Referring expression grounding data
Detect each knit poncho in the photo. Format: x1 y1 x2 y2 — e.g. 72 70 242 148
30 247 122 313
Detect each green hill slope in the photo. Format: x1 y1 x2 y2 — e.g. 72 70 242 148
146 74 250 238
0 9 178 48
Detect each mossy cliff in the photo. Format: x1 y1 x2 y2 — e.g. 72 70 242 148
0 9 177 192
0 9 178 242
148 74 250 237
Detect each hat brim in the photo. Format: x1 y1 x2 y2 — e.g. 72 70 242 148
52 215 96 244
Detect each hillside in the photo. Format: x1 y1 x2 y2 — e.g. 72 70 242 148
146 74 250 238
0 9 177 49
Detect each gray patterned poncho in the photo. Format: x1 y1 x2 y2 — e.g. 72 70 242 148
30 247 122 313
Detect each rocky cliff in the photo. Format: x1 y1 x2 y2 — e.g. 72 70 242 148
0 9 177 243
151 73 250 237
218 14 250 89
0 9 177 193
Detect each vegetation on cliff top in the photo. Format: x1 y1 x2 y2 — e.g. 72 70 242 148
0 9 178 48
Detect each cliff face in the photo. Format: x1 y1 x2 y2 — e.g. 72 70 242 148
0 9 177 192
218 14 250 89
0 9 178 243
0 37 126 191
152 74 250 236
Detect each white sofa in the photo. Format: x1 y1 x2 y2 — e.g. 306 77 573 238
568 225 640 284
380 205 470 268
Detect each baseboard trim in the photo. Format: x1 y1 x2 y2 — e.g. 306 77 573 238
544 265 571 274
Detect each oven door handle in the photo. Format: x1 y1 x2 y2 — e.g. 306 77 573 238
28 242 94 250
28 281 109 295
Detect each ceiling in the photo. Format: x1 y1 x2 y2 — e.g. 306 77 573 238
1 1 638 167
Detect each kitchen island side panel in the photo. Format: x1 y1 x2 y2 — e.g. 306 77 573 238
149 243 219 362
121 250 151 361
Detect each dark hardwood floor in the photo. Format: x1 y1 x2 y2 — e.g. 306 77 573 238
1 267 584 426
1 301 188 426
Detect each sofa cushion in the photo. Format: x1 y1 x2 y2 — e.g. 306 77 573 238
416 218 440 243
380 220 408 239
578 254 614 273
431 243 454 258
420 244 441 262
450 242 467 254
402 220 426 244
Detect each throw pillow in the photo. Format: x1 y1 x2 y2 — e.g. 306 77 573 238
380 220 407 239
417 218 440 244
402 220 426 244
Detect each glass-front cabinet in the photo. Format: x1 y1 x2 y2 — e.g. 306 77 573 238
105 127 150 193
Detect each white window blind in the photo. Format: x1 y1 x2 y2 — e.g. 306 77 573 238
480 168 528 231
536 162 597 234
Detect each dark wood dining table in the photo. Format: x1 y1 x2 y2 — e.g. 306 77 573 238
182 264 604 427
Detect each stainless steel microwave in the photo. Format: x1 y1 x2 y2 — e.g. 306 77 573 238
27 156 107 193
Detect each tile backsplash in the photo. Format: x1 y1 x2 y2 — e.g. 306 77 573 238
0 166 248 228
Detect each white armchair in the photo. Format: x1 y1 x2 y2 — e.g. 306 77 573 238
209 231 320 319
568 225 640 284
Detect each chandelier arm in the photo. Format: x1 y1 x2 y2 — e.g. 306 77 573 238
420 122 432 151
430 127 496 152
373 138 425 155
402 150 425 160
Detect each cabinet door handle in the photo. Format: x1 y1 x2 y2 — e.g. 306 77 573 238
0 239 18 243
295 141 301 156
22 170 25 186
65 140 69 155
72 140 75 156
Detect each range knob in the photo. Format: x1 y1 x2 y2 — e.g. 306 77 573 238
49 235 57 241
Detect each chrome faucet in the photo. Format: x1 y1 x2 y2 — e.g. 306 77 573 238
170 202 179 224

▶ [EXERCISE GOAL]
The data above is to be restated line for line, word for word.

▶ [EXERCISE ANSWER]
Detect each knit poncho in the photo. Format: x1 y1 x2 y2 — e.g. 72 70 242 148
30 247 122 313
Detect each green hill slope in the photo. Format: x1 y1 x2 y2 — e.g. 72 70 242 148
146 74 250 238
0 9 178 48
Detect each mossy cliff in the photo. Format: x1 y1 x2 y2 — e.g. 72 70 242 148
0 9 177 192
0 9 178 242
148 74 250 237
Detect each hat brim in the photo. Format: x1 y1 x2 y2 — e.g. 72 70 242 148
52 215 96 244
Detect each hillside in the photo. Format: x1 y1 x2 y2 — e.g. 72 70 242 148
146 74 250 238
0 9 177 49
Detect each gray patterned poncho in the photo. Format: x1 y1 x2 y2 — e.g. 72 70 242 148
30 247 122 313
Detect each rocky cliff in the photo. Format: x1 y1 x2 y2 — e.g. 72 70 242 148
0 9 177 243
151 73 250 237
218 14 250 89
0 9 177 193
Detect each vegetation on cliff top in the photo. Format: x1 y1 x2 y2 — e.g. 72 70 242 148
0 9 178 48
Detect each cliff face in the photo. Format: x1 y1 x2 y2 — e.g. 72 70 242 148
0 9 177 192
218 14 250 89
0 9 178 243
0 37 126 191
152 74 250 236
Detect each white sofa in the photo. Format: x1 y1 x2 y2 — e.g. 306 77 573 238
568 225 640 284
380 205 470 268
Detect each baseboard trim in the photo. Format: x1 y1 x2 y2 — e.g. 306 77 573 238
544 265 571 274
Detect each oven door handle in the photo. Format: x1 y1 x2 y2 — e.g. 306 77 573 238
28 242 94 250
28 281 109 295
Detect each ceiling in the photo. Format: x1 y1 x2 y2 — e.g. 306 77 573 238
1 1 638 167
Detect each kitchen island side panel in the photo. Format: x1 y1 x2 y2 — e.g. 306 77 573 238
149 243 219 362
121 250 151 361
Detect each dark hardwood floor in the photo. Format: x1 y1 x2 y2 — e.g. 306 77 573 238
1 267 584 426
1 301 188 426
Detect each sofa cushion in the photo. Format: x1 y1 x2 y2 — e.g. 306 77 573 238
416 218 440 243
380 220 408 239
578 254 614 273
431 243 454 258
420 244 441 262
450 242 467 254
402 220 426 244
Detect each throw pillow in the photo. Format: x1 y1 x2 y2 — e.g. 306 77 573 238
380 220 407 239
417 218 440 244
402 220 426 244
Detect each glass-front cabinet in the photo. Format: x1 y1 x2 y2 — e.g. 306 77 573 238
105 127 150 193
Detect each white window blind in the photo. Format: x1 y1 x2 y2 — e.g. 306 77 573 238
480 168 528 231
536 162 597 234
Detect each dark wood dining table in the photo. Format: x1 y1 x2 y2 — e.g. 306 77 573 238
182 264 604 427
Detect each stainless steel microwave in the photo. Format: x1 y1 x2 y2 — e.g. 306 77 573 238
27 156 107 193
Detect each tile backsplash in the photo. Format: x1 y1 x2 y2 — e.g. 306 77 573 238
0 166 248 228
Detect each white armchair in the photo. Format: x1 y1 x2 y2 — e.g. 306 77 573 238
209 231 320 319
568 225 640 284
Detect each chandelier arm in the photo. Format: x1 y1 x2 y2 — e.g. 306 77 573 238
420 122 432 151
430 127 496 152
373 138 425 155
402 150 425 160
Detect each cabinet door handle in the photo. Format: x1 y1 x2 y2 — e.g. 306 77 573 238
0 239 18 243
295 141 301 156
22 170 25 186
65 140 69 155
72 140 75 156
Detect each range knob in the photo. Format: x1 y1 x2 y2 — e.g. 306 77 573 238
49 235 57 241
Detect each chrome faucet in the photo. Format: x1 y1 x2 y2 — e.g. 306 77 573 238
170 202 179 224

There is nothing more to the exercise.